On 11/7/25 14:31, Timur Kristóf wrote:
> On Fri, 2025-11-07 at 14:14 +0100, Christian König wrote:
>> On 11/7/25 11:47, Timur Kristóf wrote:
>>> On Fri, 2025-11-07 at 11:01 +0100, Christian König wrote:
>>>> On 11/7/25 10:53, Timur Kristóf wrote:
>>>>> On Fri, 2025-11-07 at 10:49 +0100, Christian König wrote:
>>>>>> On 11/6/25 19:44, Timur Kristóf wrote:
>>>>>>> VCE uses the VCPU BO to keep track of currently active
>>>>>>> encoding sessions. To make sure the VCE functions correctly
>>>>>>> after suspend/resume, save the VCPU BO to system RAM on
>>>>>>> suspend and restore it on resume.
>>>>>>>
>>>>>>> Additionally, make sure to keep the VCPU BO pinned.
>>>>>>> The VCPU BO needs to stay at the same location before and
>>>>>>> after
>>>>>>> sleep/resume because the FW code is not relocatable once
>>>>>>> it's
>>>>>>> started.
>>>>>>>
>>>>>>> Unfortunately this is not enough to make VCE suspend work
>>>>>>> when
>>>>>>> there are encoding sessions active, so don't allow that
>>>>>>> yet.
>>>>>>
>>>>>> The question if this is the right approach or not can only
>>>>>> Leo
>>>>>> and
>>>>>> Ruijing answer.

▶ **EXTRACTED INFORMATION**:
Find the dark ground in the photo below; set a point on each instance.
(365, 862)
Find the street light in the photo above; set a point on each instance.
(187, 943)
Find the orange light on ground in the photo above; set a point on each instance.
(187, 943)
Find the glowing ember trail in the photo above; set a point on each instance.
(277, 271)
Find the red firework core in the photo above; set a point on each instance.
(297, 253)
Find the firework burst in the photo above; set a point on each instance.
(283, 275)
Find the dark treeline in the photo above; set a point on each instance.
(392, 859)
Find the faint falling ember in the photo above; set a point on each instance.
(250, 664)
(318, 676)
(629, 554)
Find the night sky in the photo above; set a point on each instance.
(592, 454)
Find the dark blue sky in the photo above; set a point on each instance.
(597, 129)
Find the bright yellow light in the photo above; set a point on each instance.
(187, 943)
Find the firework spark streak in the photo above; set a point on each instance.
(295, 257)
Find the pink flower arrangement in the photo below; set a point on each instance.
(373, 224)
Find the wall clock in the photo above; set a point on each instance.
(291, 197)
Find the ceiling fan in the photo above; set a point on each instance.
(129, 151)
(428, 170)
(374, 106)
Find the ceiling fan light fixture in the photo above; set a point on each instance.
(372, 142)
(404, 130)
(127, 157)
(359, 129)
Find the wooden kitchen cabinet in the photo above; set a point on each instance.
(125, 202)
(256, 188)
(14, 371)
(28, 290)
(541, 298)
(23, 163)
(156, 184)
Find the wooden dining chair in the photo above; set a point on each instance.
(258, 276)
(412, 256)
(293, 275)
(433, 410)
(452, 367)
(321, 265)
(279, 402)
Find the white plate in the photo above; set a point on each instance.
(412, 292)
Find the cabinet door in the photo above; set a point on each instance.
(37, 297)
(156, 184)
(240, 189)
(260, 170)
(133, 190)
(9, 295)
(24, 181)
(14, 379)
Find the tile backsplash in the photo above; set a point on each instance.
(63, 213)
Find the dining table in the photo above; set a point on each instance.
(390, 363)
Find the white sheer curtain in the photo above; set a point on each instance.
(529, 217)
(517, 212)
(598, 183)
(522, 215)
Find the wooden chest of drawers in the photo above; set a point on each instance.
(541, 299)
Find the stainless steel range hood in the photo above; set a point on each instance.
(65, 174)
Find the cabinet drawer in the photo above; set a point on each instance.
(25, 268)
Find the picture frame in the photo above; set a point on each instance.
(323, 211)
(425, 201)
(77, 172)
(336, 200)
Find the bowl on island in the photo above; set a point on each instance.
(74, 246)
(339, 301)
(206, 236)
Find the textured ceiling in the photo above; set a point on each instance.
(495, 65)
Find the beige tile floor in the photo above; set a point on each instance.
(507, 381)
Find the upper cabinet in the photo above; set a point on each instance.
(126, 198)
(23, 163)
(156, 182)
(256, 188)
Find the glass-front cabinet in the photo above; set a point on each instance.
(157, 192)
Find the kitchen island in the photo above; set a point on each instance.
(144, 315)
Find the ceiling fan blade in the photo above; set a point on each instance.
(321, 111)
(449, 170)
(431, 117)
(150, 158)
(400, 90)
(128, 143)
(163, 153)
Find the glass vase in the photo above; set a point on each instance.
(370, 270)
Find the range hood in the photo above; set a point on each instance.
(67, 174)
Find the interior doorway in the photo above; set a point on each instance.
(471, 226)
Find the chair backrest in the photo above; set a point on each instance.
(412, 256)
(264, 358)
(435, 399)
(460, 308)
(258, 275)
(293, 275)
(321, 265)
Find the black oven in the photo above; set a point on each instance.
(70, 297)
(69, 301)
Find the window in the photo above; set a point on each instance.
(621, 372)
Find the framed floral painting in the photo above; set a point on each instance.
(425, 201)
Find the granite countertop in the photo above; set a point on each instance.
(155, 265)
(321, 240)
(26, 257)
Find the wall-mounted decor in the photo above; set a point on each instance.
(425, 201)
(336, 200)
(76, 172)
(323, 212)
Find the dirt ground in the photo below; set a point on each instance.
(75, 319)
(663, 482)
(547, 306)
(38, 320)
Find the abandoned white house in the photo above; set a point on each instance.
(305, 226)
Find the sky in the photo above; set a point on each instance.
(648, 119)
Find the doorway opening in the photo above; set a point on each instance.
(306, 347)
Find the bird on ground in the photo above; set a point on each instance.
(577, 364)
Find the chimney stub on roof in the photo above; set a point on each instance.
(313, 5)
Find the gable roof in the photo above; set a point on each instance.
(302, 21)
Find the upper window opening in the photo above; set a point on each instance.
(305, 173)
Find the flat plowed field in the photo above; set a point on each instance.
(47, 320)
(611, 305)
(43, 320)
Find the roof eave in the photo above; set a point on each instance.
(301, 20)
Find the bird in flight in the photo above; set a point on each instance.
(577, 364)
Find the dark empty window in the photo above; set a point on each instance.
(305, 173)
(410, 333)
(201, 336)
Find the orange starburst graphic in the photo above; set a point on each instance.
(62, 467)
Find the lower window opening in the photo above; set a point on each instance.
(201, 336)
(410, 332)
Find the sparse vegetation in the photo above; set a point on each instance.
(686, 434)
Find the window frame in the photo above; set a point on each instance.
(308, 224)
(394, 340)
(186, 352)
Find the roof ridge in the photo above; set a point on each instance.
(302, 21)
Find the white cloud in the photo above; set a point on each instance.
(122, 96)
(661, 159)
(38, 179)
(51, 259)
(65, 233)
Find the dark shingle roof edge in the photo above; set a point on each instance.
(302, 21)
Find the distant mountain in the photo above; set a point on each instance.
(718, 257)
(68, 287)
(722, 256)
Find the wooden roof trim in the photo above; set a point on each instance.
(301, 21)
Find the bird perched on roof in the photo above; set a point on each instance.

▶ **DIRECTION A**:
Name every person mentioned in the VCE suspend thread, excluding the listing.
▶ **DIRECTION B**:
Continue the VCE suspend thread, not the listing, starting right after its last sentence.

▶ **EXERCISE RESULT A**:
Timur Kristóf, Christian König, Leo, Ruijing

▶ **EXERCISE RESULT B**:
>>>>>>
>>>>>> If we can get VCE1-3 to keep session working after
>>>>>> suspend/resume
>>>>>> we
>>>>>> should make this change otherwise we should rather make all
>>>>>> old
>>>>>> sessions invalid after suspend/resume and only re-load the
>>>>>> FW.
>>>>>>
>>>>>> Anyway I think you should make the removal of
>>>>>> "amdgpu_bo_kmap(adev-
>>>>>>> vce.vcpu_bo, &cpu_addr);" a separate patch, cause that
>>>>>>> seems to
>>>>>>> be a
>>>>>> good cleanup no matter what.
>>>>>>
>>>>>
>>>>> This change is necessary for the VCE1 code when it loads the
>>>>> firmware
>>>>> signature. Without this patch, we would need to call reserve(),
>>>>> kmap(),
>>>>> kunmap(), kunreserve() in vce_v1_0_load_fw_signature().
>>>>>
>>>>> Let me know which approach you prefer.
>>>>
>>>> In this case definately make removal of amdgpu_bo_kmap(adev-
>>>>> vce.vcpu_bo, &cpu_addr) a separate patch.
>>>
>>> Sorry, can you clarify what you mean?
>>> Should I just go back to the way things were on the first version
>>> of
>>> the series, and then clean it up later?
>>
>> Just add a patch (early in the series, probably as first patch) to
>> remove amdgpu_bo_kmap(adev-> vce.vcpu_bo, &cpu_addr).
> 
> Is it allowed to keep a BO mapped when it is unreserved?

Yes, as long as it is also pinned.

IIRC the VCE BO is allocated by amdgpu_bo_create_kernel() and that both pins 
and maps the BO.

Regards,
Christian.

> 
>>
>> Then put the memset_io() into amdgpu_vce_resume() like you had in the
>> first series of the patch so that VCE1 behaves the same as VCE2-3.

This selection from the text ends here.